What the task requires:
Return each of the following lines verbatim, character for character, without alteration.
··· Material provided
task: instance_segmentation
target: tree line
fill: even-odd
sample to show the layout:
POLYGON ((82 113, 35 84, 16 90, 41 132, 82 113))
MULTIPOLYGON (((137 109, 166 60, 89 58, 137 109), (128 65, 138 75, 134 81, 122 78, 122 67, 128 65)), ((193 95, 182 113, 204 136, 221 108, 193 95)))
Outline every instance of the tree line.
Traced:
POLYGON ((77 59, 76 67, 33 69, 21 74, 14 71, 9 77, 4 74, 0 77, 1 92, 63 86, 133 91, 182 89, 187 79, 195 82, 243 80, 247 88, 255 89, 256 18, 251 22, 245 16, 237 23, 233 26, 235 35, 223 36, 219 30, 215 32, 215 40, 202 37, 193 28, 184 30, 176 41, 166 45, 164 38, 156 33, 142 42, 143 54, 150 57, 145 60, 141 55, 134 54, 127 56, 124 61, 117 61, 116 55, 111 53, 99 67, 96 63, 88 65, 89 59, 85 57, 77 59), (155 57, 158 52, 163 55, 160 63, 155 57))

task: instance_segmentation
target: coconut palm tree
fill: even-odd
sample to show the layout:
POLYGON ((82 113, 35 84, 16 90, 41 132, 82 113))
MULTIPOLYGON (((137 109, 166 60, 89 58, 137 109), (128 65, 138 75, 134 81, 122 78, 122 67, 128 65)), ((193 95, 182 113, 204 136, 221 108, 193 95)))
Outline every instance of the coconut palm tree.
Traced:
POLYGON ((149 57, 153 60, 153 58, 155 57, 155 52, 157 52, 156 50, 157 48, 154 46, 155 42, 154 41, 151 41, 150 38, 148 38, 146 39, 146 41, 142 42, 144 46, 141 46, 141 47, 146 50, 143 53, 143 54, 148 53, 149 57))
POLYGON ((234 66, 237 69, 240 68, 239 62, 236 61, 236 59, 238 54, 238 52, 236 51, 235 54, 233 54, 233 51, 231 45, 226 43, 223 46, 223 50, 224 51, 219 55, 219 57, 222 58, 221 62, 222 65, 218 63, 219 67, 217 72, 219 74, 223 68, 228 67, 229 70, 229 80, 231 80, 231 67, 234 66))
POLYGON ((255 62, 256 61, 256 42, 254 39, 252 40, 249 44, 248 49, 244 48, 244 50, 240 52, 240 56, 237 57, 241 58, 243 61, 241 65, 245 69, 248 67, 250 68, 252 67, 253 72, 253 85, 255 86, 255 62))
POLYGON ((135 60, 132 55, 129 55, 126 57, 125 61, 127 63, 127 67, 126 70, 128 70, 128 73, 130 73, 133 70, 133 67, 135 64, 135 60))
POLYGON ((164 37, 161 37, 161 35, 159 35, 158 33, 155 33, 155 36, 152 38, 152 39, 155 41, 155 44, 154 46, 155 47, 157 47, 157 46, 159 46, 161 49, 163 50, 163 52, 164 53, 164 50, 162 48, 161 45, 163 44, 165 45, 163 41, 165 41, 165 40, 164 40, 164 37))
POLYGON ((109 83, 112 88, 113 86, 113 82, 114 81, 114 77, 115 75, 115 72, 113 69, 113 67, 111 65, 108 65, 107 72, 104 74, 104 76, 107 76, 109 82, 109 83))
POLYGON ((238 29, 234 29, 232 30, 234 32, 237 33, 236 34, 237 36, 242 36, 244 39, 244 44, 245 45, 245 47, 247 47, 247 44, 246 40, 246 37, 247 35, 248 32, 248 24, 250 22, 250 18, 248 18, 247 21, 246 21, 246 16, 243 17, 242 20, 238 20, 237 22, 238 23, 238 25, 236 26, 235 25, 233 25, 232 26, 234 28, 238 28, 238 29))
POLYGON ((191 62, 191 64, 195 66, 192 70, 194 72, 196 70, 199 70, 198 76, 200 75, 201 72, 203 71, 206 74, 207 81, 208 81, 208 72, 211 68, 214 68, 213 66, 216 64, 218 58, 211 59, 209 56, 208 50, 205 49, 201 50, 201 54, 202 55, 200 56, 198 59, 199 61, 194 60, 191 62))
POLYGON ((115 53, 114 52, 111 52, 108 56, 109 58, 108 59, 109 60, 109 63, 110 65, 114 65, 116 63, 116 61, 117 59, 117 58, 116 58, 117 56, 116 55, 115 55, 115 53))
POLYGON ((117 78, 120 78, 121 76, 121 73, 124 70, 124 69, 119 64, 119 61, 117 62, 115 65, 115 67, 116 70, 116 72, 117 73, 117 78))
······
Answer in full:
task: instance_segmentation
target: tree line
fill: even-odd
sample to show the layout:
POLYGON ((82 113, 35 84, 16 90, 41 132, 82 113))
MULTIPOLYGON (((137 109, 166 60, 89 58, 137 109), (128 65, 138 75, 134 81, 122 78, 122 67, 128 65)), ((193 95, 182 113, 204 136, 221 108, 193 95)))
Outline every instance of the tree line.
Traced:
POLYGON ((77 59, 76 67, 33 69, 21 74, 14 71, 9 77, 4 74, 0 77, 1 92, 63 86, 133 91, 182 89, 187 79, 195 82, 243 80, 247 88, 255 89, 256 18, 251 22, 245 16, 237 23, 233 26, 235 35, 223 36, 219 30, 215 32, 215 40, 202 37, 193 28, 184 30, 176 41, 166 45, 164 38, 156 33, 142 42, 143 54, 150 57, 145 60, 141 55, 134 54, 127 56, 124 61, 117 61, 116 55, 111 53, 99 67, 96 63, 88 65, 89 59, 85 57, 77 59), (155 57, 158 52, 163 55, 160 63, 155 57))

task: instance_segmentation
target: coconut palm tree
fill: even-odd
sample to show the layout:
POLYGON ((82 113, 35 84, 16 90, 41 132, 82 113))
MULTIPOLYGON (((137 109, 166 60, 89 58, 137 109), (128 65, 138 75, 134 81, 122 78, 122 67, 128 65)), ((193 95, 182 113, 204 136, 221 108, 193 95)))
Outline every instance of the coconut palm tree.
Traced:
POLYGON ((149 57, 153 60, 153 58, 155 57, 155 52, 157 52, 156 50, 157 48, 154 46, 155 42, 154 41, 151 41, 150 38, 148 38, 146 39, 146 41, 142 42, 144 46, 141 46, 141 47, 146 50, 143 53, 143 54, 148 53, 149 57))
POLYGON ((234 66, 237 69, 240 68, 239 62, 236 61, 236 59, 238 54, 238 52, 236 51, 235 54, 233 54, 233 51, 231 45, 226 43, 223 46, 223 50, 224 51, 219 55, 219 57, 222 58, 221 62, 222 65, 218 63, 219 67, 217 72, 219 74, 223 68, 228 67, 229 70, 229 80, 231 80, 231 67, 234 66))
POLYGON ((255 62, 256 61, 256 42, 254 39, 252 40, 249 44, 248 49, 244 48, 244 50, 240 52, 240 56, 237 57, 241 58, 243 61, 241 65, 245 69, 248 67, 250 68, 252 67, 253 72, 253 85, 255 86, 255 62))
POLYGON ((135 60, 132 55, 129 55, 126 57, 125 61, 127 63, 127 67, 126 70, 128 70, 128 73, 130 73, 133 70, 133 67, 135 64, 135 60))
POLYGON ((164 37, 161 37, 161 35, 159 35, 158 33, 155 33, 155 36, 152 38, 152 39, 155 41, 155 44, 154 46, 155 47, 157 47, 157 46, 159 46, 161 49, 163 50, 163 52, 164 53, 164 50, 162 48, 161 45, 163 44, 165 45, 163 41, 165 41, 165 40, 164 40, 164 37))
POLYGON ((109 83, 112 88, 113 86, 113 82, 114 81, 114 77, 115 75, 115 72, 113 69, 113 67, 111 65, 108 65, 107 72, 104 74, 104 76, 107 76, 109 82, 109 83))
POLYGON ((238 29, 234 29, 232 30, 234 32, 237 33, 236 34, 237 36, 242 36, 244 39, 244 44, 245 45, 245 47, 247 47, 247 44, 246 40, 246 37, 247 35, 248 32, 248 24, 250 22, 250 18, 248 18, 247 21, 246 21, 246 16, 243 17, 242 20, 238 20, 237 22, 238 23, 238 25, 236 26, 235 25, 233 25, 232 26, 234 28, 238 28, 238 29))
POLYGON ((191 62, 191 64, 195 66, 192 70, 194 72, 196 70, 199 70, 198 76, 200 75, 201 72, 203 71, 206 74, 207 81, 208 81, 208 72, 211 68, 214 68, 213 66, 216 64, 218 58, 211 59, 209 56, 208 50, 205 49, 201 50, 201 54, 202 55, 200 56, 198 59, 199 61, 194 60, 191 62))
POLYGON ((115 53, 114 52, 111 52, 108 56, 109 58, 108 59, 109 60, 109 63, 110 65, 114 65, 116 63, 116 61, 117 59, 117 58, 116 58, 117 56, 116 55, 115 55, 115 53))
POLYGON ((117 78, 120 78, 121 76, 121 73, 124 70, 124 69, 119 64, 119 61, 117 62, 115 65, 115 67, 116 70, 116 72, 117 73, 117 78))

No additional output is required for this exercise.